[Begin GIVEN DATA]

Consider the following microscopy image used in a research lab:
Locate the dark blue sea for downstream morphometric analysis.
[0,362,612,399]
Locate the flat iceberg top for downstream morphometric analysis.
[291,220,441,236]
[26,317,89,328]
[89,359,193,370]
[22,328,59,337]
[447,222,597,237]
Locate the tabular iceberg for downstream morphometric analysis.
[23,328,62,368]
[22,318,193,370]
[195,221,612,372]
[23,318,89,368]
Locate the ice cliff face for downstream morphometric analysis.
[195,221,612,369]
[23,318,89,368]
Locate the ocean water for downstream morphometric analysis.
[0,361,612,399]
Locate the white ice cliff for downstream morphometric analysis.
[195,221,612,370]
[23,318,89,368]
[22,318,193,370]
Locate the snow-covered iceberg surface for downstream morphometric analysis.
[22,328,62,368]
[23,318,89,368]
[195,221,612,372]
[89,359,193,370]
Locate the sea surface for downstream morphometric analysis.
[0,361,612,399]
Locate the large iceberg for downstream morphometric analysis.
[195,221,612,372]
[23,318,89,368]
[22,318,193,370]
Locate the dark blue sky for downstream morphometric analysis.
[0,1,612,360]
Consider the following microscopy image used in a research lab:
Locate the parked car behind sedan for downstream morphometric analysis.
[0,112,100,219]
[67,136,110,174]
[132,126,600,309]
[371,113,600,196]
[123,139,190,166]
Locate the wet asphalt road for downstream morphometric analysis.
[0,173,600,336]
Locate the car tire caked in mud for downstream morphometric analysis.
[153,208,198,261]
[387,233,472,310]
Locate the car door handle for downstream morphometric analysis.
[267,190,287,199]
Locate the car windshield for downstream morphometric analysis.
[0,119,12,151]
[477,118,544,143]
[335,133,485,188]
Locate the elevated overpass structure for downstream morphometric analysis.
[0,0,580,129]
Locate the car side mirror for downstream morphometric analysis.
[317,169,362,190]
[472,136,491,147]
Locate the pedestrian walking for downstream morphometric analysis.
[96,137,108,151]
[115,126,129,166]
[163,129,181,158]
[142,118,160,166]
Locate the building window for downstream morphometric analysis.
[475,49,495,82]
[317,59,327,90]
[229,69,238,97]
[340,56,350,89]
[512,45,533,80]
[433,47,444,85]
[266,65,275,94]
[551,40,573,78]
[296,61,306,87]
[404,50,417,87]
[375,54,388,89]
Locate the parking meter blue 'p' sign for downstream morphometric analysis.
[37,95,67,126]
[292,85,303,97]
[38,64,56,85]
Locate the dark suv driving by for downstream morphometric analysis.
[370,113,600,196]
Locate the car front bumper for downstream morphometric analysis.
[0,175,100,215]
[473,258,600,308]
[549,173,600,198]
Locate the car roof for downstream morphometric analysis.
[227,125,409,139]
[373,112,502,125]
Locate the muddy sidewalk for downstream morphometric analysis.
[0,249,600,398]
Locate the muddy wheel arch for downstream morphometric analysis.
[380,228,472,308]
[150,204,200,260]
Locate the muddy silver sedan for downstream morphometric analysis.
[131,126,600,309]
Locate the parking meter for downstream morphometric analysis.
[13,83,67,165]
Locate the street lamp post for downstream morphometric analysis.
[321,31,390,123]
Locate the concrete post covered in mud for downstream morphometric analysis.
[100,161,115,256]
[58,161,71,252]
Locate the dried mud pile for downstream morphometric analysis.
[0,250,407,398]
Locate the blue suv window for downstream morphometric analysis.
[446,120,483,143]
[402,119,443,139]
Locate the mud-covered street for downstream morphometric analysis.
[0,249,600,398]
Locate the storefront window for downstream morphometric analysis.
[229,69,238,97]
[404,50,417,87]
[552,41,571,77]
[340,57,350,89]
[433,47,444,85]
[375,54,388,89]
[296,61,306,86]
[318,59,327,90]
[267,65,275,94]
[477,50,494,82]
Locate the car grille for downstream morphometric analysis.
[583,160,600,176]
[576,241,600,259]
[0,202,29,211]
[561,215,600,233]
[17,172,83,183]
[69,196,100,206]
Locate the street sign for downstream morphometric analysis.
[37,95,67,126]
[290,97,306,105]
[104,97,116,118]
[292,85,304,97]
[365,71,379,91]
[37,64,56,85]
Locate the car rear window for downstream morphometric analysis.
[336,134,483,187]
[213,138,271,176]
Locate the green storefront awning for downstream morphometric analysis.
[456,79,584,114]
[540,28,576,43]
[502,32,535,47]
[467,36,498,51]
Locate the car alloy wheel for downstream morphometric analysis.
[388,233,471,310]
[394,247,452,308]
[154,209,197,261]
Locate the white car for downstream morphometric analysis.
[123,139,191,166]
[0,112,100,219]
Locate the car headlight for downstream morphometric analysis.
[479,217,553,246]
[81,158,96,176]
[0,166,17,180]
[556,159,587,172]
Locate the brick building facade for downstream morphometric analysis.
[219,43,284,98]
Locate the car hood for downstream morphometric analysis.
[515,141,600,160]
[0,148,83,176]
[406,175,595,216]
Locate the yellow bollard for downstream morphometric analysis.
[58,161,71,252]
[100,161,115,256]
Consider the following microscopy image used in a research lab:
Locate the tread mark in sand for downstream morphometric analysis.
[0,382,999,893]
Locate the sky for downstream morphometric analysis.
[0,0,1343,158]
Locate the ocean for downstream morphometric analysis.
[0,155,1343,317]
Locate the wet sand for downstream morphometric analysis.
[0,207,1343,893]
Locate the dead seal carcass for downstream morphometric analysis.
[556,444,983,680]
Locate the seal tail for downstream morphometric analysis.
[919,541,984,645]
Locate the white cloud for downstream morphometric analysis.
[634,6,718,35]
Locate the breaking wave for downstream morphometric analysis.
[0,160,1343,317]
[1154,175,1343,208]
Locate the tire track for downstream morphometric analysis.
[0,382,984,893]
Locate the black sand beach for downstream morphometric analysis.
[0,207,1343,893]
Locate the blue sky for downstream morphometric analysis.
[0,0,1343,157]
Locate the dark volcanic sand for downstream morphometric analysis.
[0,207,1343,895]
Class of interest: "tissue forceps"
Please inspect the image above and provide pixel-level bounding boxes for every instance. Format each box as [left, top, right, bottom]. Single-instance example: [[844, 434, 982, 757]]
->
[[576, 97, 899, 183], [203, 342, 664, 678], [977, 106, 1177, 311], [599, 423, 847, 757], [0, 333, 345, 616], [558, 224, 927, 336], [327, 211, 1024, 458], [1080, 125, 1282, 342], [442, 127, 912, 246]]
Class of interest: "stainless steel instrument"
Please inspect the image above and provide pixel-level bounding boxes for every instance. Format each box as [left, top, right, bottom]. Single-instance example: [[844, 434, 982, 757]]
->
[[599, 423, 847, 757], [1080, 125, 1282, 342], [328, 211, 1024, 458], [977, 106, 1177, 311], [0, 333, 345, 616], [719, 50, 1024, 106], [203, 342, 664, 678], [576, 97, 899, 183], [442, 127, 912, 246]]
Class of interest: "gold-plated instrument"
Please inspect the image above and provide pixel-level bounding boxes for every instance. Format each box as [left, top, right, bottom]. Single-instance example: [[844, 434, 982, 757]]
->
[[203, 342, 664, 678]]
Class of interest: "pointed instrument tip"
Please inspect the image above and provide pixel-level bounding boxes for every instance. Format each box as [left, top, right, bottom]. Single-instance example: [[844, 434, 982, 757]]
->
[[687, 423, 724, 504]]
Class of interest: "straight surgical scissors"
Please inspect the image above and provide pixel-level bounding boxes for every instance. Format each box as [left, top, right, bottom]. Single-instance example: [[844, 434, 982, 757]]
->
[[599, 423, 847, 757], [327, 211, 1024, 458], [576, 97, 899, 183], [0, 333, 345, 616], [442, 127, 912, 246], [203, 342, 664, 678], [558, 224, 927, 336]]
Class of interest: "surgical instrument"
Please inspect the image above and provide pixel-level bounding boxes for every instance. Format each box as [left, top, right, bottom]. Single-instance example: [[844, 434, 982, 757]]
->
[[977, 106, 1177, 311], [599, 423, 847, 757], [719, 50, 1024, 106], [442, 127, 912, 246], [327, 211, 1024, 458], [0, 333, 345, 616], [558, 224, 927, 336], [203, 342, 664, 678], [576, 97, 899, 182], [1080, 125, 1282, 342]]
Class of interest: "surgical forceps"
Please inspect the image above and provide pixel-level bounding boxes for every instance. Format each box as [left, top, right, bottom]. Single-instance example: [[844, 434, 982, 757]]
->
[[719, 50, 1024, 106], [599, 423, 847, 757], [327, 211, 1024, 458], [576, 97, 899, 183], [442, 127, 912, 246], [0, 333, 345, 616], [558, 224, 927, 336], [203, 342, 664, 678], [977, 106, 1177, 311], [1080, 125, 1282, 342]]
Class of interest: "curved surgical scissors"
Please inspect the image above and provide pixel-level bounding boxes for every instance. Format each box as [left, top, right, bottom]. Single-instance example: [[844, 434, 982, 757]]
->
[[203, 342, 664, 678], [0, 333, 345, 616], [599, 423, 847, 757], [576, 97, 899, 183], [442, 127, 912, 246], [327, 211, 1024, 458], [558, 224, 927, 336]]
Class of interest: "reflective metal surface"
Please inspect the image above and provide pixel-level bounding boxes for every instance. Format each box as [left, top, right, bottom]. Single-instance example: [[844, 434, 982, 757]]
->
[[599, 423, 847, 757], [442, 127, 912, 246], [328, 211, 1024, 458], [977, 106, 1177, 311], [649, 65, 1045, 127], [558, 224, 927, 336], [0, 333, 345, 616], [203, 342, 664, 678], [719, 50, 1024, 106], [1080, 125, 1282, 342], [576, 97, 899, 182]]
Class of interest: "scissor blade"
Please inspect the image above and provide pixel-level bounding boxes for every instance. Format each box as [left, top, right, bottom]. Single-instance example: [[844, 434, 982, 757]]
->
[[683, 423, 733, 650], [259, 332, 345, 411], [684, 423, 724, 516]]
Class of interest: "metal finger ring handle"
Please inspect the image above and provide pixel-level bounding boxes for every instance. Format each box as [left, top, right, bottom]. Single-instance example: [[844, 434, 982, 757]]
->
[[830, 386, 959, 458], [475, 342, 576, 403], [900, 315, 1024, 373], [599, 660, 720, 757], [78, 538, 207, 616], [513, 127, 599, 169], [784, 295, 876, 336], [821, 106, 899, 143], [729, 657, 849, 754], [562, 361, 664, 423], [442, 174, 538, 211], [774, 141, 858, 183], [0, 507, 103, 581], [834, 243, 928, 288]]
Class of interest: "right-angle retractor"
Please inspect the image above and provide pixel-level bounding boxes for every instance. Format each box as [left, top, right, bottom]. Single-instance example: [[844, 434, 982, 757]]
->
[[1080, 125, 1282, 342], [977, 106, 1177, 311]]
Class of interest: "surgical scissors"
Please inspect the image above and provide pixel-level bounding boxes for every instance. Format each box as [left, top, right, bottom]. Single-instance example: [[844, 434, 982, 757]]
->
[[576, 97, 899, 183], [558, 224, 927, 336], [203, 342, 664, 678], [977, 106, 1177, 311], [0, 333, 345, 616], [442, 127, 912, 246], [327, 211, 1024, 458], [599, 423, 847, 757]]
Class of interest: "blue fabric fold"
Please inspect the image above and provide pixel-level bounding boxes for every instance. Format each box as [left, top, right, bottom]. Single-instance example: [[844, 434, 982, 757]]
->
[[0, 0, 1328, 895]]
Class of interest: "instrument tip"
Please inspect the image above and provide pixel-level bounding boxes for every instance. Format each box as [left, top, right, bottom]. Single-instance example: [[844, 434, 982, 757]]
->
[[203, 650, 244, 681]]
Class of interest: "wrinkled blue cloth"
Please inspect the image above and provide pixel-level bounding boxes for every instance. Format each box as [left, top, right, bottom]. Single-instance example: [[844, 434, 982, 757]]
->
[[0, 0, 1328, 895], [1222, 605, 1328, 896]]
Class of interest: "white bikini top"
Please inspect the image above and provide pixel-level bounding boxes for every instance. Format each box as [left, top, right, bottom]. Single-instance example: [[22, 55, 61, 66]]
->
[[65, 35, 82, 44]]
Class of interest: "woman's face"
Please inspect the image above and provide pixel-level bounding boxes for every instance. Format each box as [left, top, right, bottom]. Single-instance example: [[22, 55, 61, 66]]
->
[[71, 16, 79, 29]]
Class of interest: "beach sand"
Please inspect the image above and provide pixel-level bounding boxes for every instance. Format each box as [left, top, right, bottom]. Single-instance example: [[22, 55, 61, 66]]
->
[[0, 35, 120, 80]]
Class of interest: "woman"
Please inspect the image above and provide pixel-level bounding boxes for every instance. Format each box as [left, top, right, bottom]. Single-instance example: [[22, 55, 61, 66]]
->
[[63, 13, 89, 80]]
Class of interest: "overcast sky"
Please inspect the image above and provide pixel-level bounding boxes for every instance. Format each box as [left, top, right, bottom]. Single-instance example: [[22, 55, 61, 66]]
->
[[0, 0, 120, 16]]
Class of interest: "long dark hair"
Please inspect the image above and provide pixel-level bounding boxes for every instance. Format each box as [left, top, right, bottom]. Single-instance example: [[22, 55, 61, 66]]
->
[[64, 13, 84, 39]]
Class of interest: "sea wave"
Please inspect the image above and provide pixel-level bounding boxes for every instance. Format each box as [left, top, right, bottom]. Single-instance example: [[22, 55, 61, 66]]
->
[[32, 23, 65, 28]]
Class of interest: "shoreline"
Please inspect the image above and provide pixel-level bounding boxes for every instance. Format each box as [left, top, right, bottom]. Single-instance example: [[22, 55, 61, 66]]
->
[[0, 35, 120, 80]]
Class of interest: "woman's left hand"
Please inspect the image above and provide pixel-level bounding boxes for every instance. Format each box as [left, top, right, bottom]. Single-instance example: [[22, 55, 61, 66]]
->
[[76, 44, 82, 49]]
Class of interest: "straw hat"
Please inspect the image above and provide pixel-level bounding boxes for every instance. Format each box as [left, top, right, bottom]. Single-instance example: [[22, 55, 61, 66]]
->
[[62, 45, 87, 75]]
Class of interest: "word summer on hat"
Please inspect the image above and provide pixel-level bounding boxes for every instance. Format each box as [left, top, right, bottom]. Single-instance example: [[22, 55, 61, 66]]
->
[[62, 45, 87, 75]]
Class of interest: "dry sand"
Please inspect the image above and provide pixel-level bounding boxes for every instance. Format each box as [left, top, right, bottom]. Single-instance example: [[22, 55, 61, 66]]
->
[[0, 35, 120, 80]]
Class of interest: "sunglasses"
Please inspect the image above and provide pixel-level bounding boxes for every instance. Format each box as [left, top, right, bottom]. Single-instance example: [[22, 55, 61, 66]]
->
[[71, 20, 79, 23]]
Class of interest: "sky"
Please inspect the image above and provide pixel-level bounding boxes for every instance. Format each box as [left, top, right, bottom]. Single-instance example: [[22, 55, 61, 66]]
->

[End GIVEN DATA]

◆ **AIM OF THE TASK**
Render the data as a Markdown table with the columns Row and Line, starting at the line containing "Locate the black" and continuing through the line containing "342], [442, 127, 912, 246]]". Number each row, and omit any blank lines.

◆ **SOLUTION FOR THIS PROBLEM**
| Row | Line |
|---|---|
| 1 | Locate the black sand beach for downstream morphometric analysis. |
| 2 | [0,207,1343,893] |
| 3 | Locate the blue sky for downstream morphometric analysis. |
| 4 | [0,0,1343,157] |
| 5 | Locate the dark volcanic sand for downstream morphometric analysis. |
| 6 | [0,207,1343,895] |
| 7 | Class of interest: "tissue forceps" |
| 8 | Please inspect the image above and provide pixel-level bounding boxes for every instance. Format each box as [left, top, right, bottom]. Single-instance example: [[844, 434, 982, 757]] |
| 9 | -> |
| 10 | [[576, 97, 899, 183], [203, 342, 664, 678], [977, 106, 1177, 311], [599, 423, 847, 757], [0, 333, 345, 616], [558, 224, 927, 336], [327, 211, 1024, 458], [1080, 125, 1282, 342], [442, 127, 912, 246]] |